**Source material**
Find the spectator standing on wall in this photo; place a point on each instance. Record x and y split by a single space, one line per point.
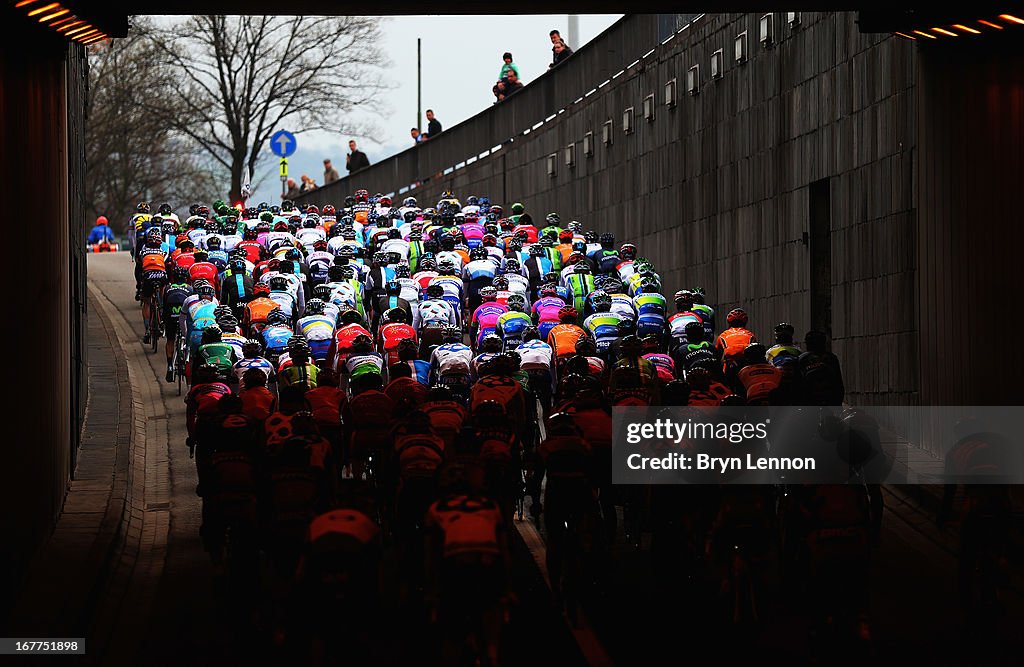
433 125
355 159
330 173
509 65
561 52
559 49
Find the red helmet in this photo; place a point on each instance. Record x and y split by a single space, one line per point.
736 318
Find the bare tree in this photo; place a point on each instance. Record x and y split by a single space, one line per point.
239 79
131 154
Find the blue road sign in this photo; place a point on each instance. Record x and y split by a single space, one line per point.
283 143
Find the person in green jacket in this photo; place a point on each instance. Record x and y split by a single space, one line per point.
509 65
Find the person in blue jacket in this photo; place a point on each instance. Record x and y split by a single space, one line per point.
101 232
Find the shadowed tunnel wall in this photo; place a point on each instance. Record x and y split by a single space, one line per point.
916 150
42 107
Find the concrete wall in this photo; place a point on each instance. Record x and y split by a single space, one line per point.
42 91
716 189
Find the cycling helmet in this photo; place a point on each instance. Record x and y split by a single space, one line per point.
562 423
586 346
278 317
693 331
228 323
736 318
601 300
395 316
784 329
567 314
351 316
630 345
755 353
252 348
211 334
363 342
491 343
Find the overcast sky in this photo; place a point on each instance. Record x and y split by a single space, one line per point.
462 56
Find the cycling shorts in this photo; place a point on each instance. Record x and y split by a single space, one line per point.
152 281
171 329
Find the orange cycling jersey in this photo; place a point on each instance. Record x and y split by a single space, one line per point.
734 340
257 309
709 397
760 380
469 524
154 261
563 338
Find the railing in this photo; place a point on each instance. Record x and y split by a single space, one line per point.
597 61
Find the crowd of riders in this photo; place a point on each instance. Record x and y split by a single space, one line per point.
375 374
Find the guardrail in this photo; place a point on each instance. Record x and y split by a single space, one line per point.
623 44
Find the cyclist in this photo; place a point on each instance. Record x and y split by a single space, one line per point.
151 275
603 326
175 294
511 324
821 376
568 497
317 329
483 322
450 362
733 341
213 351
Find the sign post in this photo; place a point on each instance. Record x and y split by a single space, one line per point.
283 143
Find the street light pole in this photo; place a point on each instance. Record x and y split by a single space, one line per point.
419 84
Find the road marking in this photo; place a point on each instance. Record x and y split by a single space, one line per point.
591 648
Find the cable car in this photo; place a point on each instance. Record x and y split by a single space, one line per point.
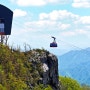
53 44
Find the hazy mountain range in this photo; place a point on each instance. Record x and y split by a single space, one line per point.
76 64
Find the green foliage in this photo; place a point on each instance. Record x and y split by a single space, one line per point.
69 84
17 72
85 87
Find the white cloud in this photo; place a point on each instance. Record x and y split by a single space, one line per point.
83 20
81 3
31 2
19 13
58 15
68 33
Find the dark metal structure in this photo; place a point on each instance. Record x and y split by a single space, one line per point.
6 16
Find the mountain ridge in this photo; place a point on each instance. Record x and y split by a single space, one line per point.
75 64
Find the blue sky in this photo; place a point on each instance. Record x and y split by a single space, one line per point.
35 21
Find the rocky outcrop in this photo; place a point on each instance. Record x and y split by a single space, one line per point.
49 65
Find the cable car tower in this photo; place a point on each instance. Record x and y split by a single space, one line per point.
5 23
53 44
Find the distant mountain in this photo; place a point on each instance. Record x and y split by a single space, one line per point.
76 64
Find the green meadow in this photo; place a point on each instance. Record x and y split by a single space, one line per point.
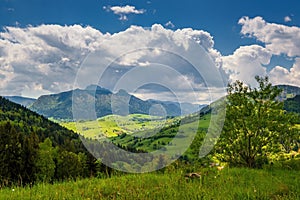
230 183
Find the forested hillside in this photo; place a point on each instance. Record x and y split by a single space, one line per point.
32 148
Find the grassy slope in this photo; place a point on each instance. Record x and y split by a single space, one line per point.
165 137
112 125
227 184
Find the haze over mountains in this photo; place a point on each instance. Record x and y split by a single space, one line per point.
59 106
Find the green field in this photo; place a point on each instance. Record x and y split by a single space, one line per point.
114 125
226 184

**Work to complete**
Would you write out all of the data exactly as it stands, without the pictures?

**Completed exercise**
Find the spectator standing on wall in this photo; place a point on each instance. Record x and y split by a single space, one line per point.
433 125
355 159
330 173
509 65
561 52
559 49
Find the red helmet in this photo; place a point on each instance. Record x and y split by a single space, one line per point.
736 318
Find the bare tree in this photo; place a point on each instance. Record x and y split by a single space, one line per point.
239 79
131 154
Find the blue road sign in this photo; place a point on each instance. Record x and y split by a single space, one line per point.
283 143
Find the person in green jacket in this photo; place a point on each instance. Record x and y split by a single space, one line per point.
509 65
Find the person in blue jacket in this photo; place a point on each instance. Record x and y split by a single space, one line per point.
101 232
Find the shadowed tunnel wall in this photo; place a point on each instance. Record x and y split by a single space, one line per point.
916 150
42 107
Find the concrete wall in this photo; place a point on each instance. Record x and y split by a single space, one line per point.
42 91
716 189
Find the cycling helmet in this photo; place a point on each instance. Record x and y split by a single space, one line per point.
562 423
586 346
278 317
693 331
228 323
736 318
601 300
395 316
784 329
567 314
351 316
630 345
755 353
252 348
211 334
363 342
491 343
Find the overcast sky in this photo; place a point on each instance. Record x and y split by a single space, one line per point.
462 56
Find the cycling shorts in this photo; place a point on each instance. Record x and y split by a single space, one line per point.
152 281
171 329
Find the orange cycling jersey in this photo; place a point on each instance. Record x and y split by a single space, one line per point.
734 340
257 309
709 397
760 380
469 524
154 261
563 338
Find the railing in this photo; place a point on each instance. Record x and y split by a single space, one line per point.
597 61
Find the crowd of riders in this photo; place a point on each instance. Record x and y split by a single space, one line per point.
375 374
Find the guardrail in this photo; place a point on each instance. Record x and y split by a single space, one line per point.
623 44
Find the cyclist in this photo; place a point on each instance. Record x and y split by a single space, one line per point.
151 275
603 326
175 294
511 324
821 376
568 497
317 329
483 322
450 362
733 341
213 351
Find the sign post in this photo; place a point on each instance. Record x and y split by a single space, one line per point.
283 143
Find the street light pole in this photo; place a point on each instance. Record x and y split by a single space, one line per point.
419 84
Find the road marking in this photo; place a point on each instance. Record x and y split by a single space, one line per point.
591 648
Find the cable car in this photo; place a point on each instance. Record x and y split by a single space, one line per point.
53 44
Find the hazy mountain range in this photo; place a point on each instance. Record x and y split by a single space, one line per point.
76 64
Find the green foliage in this photo; place a point on each instance. Record x and y split by a single space, one line per point.
69 84
17 72
85 87
Find the white cloud in this photo; place a point on each instance. Record x and y split by a single space, one line per point.
83 20
81 3
31 2
19 13
58 15
68 33
Find the dark metal structure in this photo; place a point on each instance. Record x and y split by a single space, one line per point.
6 16
Find the mountain ridge in this photo; place a point on each instance. Record x and y split by a single space, one line per point.
75 64
Find the blue sky in this photo; place a point on each instance. Record x and y split by a single space, one line per point.
35 21
Find the rocky outcrop in this photo; place a point on each instance. Record x and y split by a single space, one line per point.
49 65
Find the cable car tower in this photo; place a point on each instance. Record x and y split by a single space, one line per point.
5 23
53 44
Find the distant mountain in this photo; place a point on each instance. Record x and y split by a single space, one line per point.
76 64
Find the green meadow in this photo; place a point on each instance. Record x and y split by a single space, one line per point.
230 183
Find the forested hillside in this photo; place a point on each instance. Record x and y split by a single space, one line per point.
32 148
Find the grassy slope in this photo; place a point on each instance. Record x and y split by a single space, one line per point.
165 137
112 125
227 184
Find the haze over mountains in this photo; place a point on each instance. Record x and y split by a single space, one line per point.
59 106
Find the green field in this photo; place a point on each instance. Record x and y split by a single space, one line per point.
114 125
226 184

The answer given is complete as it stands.